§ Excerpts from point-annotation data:
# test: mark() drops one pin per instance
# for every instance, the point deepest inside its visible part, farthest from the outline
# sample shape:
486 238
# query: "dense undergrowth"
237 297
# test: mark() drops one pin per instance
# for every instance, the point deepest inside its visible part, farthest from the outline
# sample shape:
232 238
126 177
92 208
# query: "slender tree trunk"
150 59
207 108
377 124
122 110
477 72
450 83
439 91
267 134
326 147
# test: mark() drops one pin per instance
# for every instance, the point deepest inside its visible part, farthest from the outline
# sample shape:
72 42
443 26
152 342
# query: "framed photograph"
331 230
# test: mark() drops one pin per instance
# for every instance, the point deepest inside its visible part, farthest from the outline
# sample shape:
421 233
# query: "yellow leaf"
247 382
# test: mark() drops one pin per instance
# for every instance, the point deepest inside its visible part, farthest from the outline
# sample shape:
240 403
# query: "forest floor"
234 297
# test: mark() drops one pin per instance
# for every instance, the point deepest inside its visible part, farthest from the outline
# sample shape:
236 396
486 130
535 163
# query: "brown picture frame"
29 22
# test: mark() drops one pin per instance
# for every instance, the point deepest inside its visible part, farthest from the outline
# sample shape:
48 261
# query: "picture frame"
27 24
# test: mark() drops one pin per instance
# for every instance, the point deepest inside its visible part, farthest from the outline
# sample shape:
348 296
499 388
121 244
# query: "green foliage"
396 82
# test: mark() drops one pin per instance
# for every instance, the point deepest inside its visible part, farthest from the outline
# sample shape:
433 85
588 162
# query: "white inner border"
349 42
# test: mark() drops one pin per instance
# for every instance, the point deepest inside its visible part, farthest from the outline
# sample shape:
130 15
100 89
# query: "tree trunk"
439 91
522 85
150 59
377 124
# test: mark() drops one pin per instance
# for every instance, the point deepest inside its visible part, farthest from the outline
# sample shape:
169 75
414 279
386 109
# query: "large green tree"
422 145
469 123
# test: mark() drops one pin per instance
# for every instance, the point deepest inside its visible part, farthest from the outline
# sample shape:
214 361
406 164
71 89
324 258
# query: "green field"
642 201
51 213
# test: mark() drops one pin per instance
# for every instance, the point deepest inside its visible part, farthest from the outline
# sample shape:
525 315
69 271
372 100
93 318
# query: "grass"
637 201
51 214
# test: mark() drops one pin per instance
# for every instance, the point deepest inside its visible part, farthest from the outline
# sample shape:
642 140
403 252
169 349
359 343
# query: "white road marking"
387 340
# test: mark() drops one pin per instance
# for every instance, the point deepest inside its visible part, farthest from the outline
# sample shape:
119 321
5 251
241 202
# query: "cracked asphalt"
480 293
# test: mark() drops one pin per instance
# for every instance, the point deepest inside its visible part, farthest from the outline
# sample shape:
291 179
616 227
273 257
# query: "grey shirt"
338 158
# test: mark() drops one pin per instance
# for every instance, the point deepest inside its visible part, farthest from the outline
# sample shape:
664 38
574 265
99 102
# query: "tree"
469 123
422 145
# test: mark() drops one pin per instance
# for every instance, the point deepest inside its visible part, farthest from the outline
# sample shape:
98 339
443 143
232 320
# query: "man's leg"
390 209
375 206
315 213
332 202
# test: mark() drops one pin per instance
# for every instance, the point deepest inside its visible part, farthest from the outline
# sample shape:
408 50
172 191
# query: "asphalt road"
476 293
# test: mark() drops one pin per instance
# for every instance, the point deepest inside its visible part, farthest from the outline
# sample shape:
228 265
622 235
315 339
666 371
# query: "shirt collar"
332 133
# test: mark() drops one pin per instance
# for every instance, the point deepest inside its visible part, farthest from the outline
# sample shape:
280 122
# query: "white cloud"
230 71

--

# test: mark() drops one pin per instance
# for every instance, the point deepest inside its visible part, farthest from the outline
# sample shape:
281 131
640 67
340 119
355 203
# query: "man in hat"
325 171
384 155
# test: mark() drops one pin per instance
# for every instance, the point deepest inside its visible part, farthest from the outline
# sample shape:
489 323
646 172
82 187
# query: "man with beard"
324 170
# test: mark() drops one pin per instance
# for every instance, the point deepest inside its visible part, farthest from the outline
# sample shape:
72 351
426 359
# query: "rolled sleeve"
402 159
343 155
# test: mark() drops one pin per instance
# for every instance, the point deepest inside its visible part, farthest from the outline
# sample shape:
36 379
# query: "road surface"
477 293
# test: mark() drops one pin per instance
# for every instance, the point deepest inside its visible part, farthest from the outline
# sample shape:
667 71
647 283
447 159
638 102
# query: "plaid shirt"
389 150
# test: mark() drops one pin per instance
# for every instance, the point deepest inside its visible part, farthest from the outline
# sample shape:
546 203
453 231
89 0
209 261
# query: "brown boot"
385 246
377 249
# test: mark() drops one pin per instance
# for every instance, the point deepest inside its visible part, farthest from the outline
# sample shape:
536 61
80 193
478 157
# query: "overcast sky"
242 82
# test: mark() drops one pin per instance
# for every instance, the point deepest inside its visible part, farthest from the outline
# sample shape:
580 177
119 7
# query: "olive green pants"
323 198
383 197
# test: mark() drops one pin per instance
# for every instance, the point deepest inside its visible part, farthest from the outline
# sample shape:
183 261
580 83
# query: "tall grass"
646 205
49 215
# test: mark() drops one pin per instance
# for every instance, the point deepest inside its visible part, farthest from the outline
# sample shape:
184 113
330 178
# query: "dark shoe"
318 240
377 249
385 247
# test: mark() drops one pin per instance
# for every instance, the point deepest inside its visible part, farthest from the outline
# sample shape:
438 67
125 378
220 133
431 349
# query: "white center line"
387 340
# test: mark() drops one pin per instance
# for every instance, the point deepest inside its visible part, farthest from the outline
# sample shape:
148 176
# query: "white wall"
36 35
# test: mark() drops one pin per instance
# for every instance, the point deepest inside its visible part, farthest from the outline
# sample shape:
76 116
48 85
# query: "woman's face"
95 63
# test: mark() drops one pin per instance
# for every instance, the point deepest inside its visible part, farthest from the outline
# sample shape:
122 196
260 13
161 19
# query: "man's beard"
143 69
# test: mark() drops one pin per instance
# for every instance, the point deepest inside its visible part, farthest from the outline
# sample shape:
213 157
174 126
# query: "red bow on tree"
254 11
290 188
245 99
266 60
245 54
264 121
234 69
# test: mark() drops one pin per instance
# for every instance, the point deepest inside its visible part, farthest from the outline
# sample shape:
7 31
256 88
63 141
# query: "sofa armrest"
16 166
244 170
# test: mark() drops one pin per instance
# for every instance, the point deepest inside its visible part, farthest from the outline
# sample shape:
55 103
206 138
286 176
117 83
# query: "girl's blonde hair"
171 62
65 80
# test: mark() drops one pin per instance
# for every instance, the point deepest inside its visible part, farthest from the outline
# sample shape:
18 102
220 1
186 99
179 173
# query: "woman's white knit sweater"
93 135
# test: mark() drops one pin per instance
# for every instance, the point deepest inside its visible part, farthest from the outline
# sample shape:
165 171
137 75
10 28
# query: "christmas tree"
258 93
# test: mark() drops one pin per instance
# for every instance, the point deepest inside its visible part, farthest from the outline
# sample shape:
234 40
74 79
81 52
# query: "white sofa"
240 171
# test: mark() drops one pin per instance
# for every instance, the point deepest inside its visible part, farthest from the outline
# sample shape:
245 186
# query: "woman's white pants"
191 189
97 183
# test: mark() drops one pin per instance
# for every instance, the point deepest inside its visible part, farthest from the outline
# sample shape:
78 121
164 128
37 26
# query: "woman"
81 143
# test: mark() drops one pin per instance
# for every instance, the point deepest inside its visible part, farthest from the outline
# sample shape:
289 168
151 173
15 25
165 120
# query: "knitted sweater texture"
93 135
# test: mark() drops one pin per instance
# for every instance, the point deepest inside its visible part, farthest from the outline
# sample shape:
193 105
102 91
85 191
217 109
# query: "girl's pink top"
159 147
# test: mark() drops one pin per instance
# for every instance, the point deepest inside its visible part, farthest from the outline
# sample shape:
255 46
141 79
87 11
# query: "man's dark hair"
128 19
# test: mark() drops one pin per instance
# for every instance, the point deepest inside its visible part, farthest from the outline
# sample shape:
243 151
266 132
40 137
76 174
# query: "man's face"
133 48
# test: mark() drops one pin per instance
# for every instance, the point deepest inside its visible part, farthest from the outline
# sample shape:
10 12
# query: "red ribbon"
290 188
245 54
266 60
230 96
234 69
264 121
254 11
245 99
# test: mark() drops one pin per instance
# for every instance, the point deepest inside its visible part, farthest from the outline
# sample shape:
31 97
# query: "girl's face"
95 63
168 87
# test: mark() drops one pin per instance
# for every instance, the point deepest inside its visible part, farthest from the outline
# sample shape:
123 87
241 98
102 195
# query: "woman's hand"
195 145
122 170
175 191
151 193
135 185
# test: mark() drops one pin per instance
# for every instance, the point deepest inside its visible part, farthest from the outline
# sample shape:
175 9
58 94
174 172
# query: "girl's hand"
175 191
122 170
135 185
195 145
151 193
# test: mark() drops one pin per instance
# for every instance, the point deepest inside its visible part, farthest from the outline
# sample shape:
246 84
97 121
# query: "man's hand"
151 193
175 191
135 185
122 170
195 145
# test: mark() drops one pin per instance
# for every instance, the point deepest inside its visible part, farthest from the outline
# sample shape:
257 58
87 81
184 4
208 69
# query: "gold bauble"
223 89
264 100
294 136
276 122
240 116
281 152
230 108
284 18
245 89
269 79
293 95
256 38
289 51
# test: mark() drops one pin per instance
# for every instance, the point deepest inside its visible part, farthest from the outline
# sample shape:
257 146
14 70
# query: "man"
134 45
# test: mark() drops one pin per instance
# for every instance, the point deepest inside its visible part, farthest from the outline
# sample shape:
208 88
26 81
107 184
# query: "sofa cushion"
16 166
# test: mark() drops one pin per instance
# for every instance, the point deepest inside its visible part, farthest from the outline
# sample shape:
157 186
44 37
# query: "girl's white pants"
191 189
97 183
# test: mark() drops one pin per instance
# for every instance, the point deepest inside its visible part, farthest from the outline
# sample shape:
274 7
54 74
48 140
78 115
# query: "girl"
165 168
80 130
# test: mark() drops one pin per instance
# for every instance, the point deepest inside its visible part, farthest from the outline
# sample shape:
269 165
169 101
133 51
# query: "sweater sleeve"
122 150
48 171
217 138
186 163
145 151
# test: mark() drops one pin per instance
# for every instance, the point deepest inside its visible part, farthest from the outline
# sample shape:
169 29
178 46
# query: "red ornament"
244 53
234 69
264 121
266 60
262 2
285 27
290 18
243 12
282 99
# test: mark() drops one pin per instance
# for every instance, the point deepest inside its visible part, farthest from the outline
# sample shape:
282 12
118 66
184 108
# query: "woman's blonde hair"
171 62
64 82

...

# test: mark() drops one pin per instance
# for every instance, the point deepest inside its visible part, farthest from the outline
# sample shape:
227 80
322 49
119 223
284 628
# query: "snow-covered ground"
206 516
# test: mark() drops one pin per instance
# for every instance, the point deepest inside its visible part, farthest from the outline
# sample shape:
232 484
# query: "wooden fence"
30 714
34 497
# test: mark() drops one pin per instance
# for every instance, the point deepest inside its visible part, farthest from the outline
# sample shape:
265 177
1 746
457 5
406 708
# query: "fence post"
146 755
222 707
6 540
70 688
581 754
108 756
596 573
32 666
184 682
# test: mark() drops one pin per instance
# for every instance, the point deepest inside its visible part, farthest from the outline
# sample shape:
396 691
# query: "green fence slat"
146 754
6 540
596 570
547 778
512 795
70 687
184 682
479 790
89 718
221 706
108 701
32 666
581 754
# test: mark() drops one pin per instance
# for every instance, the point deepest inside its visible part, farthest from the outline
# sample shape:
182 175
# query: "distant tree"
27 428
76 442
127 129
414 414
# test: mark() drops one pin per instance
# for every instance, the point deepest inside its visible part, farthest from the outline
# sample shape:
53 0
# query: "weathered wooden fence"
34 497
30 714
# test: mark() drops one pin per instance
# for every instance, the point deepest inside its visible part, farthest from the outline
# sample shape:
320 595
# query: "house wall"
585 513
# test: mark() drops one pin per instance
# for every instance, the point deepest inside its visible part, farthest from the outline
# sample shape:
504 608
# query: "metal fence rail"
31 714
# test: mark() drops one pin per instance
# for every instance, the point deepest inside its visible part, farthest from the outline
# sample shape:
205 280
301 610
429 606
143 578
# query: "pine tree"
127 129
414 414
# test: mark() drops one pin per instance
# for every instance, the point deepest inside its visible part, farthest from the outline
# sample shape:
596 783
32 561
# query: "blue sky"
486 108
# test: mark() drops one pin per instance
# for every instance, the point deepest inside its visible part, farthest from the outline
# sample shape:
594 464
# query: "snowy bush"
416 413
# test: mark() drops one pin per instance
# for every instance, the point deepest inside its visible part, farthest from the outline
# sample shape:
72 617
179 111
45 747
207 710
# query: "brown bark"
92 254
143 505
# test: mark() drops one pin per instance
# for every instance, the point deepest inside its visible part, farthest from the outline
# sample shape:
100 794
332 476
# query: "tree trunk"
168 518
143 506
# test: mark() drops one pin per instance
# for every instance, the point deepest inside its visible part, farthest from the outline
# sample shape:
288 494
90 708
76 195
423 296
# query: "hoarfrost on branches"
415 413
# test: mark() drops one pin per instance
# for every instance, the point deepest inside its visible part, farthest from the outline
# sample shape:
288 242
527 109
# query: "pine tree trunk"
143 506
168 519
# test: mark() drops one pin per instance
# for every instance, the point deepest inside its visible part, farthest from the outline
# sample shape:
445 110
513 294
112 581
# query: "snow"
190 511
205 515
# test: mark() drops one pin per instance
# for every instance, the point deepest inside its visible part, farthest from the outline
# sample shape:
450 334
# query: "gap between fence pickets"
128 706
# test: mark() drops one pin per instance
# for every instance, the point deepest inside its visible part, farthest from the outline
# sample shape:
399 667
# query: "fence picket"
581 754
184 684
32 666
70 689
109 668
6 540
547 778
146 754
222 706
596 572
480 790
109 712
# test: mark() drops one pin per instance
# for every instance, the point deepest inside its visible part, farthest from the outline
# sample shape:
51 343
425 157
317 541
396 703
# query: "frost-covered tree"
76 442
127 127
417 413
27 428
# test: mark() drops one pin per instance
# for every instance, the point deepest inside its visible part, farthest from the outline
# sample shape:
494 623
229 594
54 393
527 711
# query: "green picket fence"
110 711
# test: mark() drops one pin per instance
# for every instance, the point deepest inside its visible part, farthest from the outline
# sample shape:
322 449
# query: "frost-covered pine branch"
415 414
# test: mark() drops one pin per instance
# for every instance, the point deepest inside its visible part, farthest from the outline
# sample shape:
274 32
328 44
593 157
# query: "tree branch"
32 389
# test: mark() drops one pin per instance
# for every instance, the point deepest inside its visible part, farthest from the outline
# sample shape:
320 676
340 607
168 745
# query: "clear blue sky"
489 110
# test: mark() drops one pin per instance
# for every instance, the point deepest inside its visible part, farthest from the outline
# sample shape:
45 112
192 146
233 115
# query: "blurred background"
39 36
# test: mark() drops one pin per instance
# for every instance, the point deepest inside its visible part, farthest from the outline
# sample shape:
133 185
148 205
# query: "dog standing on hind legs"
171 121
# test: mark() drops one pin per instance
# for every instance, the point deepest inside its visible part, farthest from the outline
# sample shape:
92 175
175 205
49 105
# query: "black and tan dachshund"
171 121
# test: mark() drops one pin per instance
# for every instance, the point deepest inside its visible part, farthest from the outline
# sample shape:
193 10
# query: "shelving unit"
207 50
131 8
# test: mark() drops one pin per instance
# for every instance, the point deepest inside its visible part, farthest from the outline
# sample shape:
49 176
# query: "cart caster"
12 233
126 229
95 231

§ THE TASK:
Pick out every line of the listing above that contains the word "pine", treating uppercase and lowercase as different.

§ TASK RESPONSE:
# query: "pine tree"
# query: "pine tree trunk"
# query: "frost-covered pine branch"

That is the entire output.